What you need to do = Exactly the lines from the one containing "Where can you find the bicycle wheel" through the end of the data below are to be reproduced, and nothing besides them.

____________________

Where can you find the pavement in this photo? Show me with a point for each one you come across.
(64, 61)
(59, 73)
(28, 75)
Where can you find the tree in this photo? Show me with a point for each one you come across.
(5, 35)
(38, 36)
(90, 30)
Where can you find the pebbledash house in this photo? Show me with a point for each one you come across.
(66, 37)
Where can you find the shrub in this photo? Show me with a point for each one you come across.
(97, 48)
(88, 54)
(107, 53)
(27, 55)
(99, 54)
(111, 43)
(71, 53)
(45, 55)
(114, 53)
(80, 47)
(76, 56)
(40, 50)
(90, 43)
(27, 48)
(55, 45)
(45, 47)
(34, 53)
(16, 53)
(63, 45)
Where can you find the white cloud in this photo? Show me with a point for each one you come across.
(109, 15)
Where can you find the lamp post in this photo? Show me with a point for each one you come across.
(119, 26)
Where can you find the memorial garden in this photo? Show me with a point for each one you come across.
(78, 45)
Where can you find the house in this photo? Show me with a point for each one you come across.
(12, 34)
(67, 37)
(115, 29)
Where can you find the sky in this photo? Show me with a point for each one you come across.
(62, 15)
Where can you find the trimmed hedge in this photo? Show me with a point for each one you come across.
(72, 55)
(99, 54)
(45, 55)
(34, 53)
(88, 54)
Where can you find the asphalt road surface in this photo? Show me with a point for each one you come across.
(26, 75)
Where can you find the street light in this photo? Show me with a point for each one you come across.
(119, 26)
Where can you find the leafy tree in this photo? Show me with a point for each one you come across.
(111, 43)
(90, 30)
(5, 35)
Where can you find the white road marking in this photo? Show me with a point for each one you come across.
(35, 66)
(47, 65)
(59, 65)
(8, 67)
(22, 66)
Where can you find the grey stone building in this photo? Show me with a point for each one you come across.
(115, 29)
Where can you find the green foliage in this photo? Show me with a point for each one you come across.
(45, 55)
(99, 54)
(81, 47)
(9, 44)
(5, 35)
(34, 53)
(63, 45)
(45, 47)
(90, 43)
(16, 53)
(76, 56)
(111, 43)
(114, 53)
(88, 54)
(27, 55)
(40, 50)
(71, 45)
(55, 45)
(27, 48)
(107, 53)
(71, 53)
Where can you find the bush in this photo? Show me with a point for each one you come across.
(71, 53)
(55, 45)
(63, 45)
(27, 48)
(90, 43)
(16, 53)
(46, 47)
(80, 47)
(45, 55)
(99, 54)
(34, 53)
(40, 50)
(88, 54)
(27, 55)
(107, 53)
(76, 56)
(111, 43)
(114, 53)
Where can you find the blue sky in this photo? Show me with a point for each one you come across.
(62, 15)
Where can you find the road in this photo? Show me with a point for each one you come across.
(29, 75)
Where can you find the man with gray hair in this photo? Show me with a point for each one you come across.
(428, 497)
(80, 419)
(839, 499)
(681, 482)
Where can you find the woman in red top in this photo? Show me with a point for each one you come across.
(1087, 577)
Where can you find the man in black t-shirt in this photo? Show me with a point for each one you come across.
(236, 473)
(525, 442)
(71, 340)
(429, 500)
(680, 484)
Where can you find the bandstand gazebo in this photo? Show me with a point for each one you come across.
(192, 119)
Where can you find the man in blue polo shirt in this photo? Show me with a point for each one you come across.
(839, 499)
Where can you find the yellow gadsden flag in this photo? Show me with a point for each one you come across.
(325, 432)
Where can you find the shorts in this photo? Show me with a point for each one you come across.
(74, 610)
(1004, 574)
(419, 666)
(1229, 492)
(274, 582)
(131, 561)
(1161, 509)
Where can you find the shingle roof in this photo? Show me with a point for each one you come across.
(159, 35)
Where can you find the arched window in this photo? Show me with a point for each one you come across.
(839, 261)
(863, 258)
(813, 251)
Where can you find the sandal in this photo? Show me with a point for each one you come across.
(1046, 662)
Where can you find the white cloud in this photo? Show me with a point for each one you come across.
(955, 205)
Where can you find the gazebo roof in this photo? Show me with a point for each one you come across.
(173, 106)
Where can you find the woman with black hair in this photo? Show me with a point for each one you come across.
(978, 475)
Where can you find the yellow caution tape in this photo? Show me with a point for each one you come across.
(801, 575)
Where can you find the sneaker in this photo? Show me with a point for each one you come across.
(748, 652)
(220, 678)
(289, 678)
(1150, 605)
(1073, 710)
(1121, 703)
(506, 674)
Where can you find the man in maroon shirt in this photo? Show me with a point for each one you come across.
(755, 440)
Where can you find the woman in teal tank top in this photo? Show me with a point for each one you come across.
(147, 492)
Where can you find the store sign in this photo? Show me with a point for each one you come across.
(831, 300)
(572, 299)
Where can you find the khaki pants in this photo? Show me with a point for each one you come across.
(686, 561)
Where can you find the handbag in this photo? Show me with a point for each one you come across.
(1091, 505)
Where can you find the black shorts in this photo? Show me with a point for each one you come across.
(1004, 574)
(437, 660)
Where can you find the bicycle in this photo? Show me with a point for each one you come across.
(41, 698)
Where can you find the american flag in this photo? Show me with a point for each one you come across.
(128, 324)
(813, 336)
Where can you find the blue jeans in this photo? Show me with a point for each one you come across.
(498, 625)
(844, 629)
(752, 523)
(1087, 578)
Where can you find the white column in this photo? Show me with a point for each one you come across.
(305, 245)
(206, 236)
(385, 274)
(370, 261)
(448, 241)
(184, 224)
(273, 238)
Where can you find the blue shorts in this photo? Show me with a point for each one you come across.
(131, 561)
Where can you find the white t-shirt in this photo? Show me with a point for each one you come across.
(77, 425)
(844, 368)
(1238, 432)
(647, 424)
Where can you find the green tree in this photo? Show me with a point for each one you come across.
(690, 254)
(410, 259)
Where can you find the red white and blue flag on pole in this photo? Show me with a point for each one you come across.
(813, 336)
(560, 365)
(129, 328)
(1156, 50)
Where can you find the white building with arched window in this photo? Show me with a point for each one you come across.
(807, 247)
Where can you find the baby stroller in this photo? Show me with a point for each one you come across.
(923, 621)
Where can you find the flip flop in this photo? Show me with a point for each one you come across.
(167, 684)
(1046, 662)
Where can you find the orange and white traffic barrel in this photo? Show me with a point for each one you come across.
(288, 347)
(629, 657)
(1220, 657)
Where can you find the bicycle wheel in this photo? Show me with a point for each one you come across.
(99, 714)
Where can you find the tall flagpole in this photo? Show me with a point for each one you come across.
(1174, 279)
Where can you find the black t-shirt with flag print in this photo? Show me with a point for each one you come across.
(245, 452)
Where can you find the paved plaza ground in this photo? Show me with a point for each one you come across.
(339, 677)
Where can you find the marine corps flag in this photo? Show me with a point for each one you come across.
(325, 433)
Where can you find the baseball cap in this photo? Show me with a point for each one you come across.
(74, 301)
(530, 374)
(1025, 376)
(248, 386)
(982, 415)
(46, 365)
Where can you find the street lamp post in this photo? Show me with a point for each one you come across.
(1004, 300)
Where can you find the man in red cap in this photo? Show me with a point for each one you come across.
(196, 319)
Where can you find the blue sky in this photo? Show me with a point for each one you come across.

____________________

Full response =
Where can you find the bicycle wheel in this photo? Show me with a point for each one you come across.
(99, 714)
Where can you find the tall flagpole in this photo? Show me with a point for each one you come across.
(1174, 279)
Where can you find the black t-shirt with flag print in this photo? Show me with a point for each one you come across.
(245, 452)
Where can you find the paved plaza ground in this photo? Show me with a point for each one you come across.
(339, 677)
Where can you find the marine corps flag in this photo? Show me with a point for each one you come across.
(325, 433)
Where can you find the baseball cap in this photo? Show me with a point for each one you come across.
(74, 301)
(530, 374)
(1025, 376)
(248, 386)
(982, 415)
(46, 365)
Where can you find the street lamp post in this photo? Show me with a point for each one you come across.
(1004, 300)
Where can you find the man in red cap in this photo? Show me with a point for each one you come across.
(196, 319)
Where can you find the blue sky in this photo? Show me with a point for each one you come across.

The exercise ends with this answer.